What to do:
1 – Rewrite the paragraph of the Army text below that begins "Force Application is the combination" as a brief bulleted list that keeps its main facts.
2 – According to the Army text below, what enables the combination of maneuver and fires in Force Application?
3 – List every military operation that the Army text below names as part of the full range across which Army forces integrate maneuver, fires and IO.

### Provided text

Physical security programs will continue to focus on ensuring the adequacy of: policy and programs; physical-security technology initiatives; access control; and civilian police and guard initiatives necessary to protect the individuals and property supporting worldwide Army operations. We continue to assess our critical infrastructure program to ensure adequate protection against potential threat actions.

For more information on Missile Defense, see Addendum E.


Force Application is the combination of maneuver and fires, enabled by offensive information operations (IO), to accomplish the desired objective. The Army provides the Joint Force Commander the means to conduct force application through the exercise of direct, continuous and comprehensive control over terrain, resources and people. This control is critical to the synergistic and integrated application of the military instrument to compel physical or behavioral changes to potential adversaries. As a component of the joint force, the Army provides sustained land dominance through conventional and unconventional forces that use a variety of lethal, non-lethal, kinetic and non-kinetic means. In conjunction with the joint team, the Army provides full-spectrum forces able to integrate maneuver, fires and IO across the full range of military operations including: operational maneuver from strategic distances; mobile strike operations; closing with and destroying enemy forces; precision fires and maneuver; exercising information superiority; commanding and controlling joint and multi-national forces; and controlling and defending land, people and resources. When committed, ground combat forces have the capability to rob an adversary of initiative and remove his freedom to continue hostilities. Sea, air and space dominance are invaluable, but only land dominance brings hostilities to a decisive conclusion -- establishing and maintaining favorable security conditions for more comprehensive and enduring solutions to complex crises.

######
### Supplied information

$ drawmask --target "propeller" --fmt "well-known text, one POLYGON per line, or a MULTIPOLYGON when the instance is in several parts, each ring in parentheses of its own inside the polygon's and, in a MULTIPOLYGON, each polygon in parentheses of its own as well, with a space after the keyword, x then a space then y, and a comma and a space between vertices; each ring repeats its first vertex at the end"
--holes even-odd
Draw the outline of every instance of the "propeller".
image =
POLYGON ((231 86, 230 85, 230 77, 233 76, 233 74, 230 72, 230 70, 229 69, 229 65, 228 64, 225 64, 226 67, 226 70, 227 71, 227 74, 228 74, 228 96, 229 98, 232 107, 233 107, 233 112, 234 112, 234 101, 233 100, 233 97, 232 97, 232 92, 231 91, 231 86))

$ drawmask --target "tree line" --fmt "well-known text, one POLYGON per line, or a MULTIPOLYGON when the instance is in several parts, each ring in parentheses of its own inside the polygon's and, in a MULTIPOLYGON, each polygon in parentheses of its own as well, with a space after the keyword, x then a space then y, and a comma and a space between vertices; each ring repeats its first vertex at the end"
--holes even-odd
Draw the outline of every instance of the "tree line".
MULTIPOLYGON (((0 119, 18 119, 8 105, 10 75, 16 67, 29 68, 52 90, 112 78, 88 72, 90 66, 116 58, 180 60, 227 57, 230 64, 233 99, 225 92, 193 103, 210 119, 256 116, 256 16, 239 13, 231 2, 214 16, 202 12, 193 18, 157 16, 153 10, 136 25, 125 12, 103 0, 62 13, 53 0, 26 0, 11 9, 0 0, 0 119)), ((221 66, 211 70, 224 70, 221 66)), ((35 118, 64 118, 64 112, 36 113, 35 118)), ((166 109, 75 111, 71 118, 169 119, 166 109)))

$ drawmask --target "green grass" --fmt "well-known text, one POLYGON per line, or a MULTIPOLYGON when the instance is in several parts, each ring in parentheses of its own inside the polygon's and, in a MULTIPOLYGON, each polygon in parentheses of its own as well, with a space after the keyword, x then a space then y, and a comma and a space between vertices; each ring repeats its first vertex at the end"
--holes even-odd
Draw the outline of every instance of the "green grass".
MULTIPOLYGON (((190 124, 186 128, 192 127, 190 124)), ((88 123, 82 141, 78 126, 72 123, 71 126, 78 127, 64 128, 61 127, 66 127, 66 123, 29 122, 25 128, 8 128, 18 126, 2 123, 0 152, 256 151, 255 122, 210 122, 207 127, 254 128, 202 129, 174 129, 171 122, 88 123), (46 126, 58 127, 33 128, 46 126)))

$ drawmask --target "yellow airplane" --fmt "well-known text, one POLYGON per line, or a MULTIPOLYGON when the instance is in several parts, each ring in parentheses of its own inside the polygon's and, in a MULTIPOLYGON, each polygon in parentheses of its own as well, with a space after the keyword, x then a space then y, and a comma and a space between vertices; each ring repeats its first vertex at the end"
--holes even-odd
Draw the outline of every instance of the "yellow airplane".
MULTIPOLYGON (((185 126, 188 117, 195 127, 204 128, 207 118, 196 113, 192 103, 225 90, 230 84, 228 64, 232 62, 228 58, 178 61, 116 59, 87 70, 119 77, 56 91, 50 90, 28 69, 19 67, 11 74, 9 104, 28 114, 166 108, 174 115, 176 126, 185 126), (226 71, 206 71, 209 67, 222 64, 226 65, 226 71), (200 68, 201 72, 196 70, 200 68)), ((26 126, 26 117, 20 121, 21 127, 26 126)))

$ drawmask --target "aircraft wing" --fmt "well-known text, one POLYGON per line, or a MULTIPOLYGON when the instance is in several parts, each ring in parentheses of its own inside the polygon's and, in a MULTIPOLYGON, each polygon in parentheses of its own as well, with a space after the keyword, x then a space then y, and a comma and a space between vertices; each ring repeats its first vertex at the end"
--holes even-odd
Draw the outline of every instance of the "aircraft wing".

######

The responses:
1 –
- Force Application combines maneuver and fires, enabled by offensive information operations (IO), to accomplish the desired objective.
- The Army gives the Joint Force Commander the means to apply force through direct, continuous and comprehensive control over terrain, resources and people.
- This control is critical to the integrated application of the military instrument to compel physical or behavioral changes in potential adversaries.
- As part of the joint force, the Army provides sustained land dominance through conventional and unconventional forces. These forces use lethal, non-lethal, kinetic and non-kinetic means.
- With the joint team, the Army provides full-spectrum forces that integrate maneuver, fires and IO across the full range of military operations.
- Committed ground combat forces can rob an adversary of initiative and remove the adversary's freedom to continue hostilities.
- Sea, air and space dominance are invaluable, but only land dominance brings hostilities to a decisive conclusion and establishes favorable security conditions for enduring solutions to complex crises.

2 – Offensive information operations (IO).

3 –
1. Operational maneuver from strategic distances
2. Mobile strike operations
3. Closing with and destroying enemy forces
4. Precision fires and maneuver
5. Exercising information superiority
6. Commanding and controlling joint and multi-national forces
7. Controlling and defending land, people and resources